▸ Request A
Copy, word for word, the part of the Carolina Beach fishing thread that begins at the words "# First trip" and stops after "would be appreciated.".
▸ Request B
In the Carolina Beach fishing thread, what city is the first poster planning to drive down from?

--- start Extract ---

# First trip Carolina Beach area



## tjbjornsen (Oct 31, 2009)

So I may have a window of opportunity to get down to the Carolina Beach area this weekend.
I've never spent any time fishing this area of the NC Coast.
I would be driving down from Danville Virginia, so any other suggestions would be appreciated.
Basically anywhere along that section of the coast would be good with me. Anywhere from there up to the Atlantic Beach area?
Although the driving times seem about the same to either from Danville.
Which area has the best access for driving on the beaches?
Is further south going to have a better shot at warmer waters/fish?
Dare I even think about Pompano this early in April?
Thanks in advance guys,
Tom


----------



## kyoung490 (May 21, 2007)

I assure you the water is way too cold for pompano.


----------



## tjbjornsen (Oct 31, 2009)

--- end Extract ---
--- start Entries provided ---

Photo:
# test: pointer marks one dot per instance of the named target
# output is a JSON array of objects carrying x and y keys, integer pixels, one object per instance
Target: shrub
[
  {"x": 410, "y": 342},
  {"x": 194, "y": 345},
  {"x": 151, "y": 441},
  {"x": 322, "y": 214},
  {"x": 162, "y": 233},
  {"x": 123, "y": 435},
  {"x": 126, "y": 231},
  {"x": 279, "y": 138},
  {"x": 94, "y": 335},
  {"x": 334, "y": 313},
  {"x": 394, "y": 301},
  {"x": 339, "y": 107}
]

--- end Entries provided ---
--- start Entries provided ---

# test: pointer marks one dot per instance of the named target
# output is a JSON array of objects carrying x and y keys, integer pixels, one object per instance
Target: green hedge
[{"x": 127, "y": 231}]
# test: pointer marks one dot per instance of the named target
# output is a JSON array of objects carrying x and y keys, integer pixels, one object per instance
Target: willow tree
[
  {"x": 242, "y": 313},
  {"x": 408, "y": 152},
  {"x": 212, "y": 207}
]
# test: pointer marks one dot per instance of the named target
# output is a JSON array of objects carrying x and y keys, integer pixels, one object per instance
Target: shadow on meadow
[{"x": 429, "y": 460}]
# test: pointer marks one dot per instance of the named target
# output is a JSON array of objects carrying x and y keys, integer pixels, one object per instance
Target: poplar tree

--- end Entries provided ---

▸ Task solution A
# First trip Carolina Beach area



## tjbjornsen (Oct 31, 2009)

So I may have a window of opportunity to get down to the Carolina Beach area this weekend.
I've never spent any time fishing this area of the NC Coast.
I would be driving down from Danville Virginia, so any other suggestions would be appreciated.

▸ Task solution B
Danville, Virginia.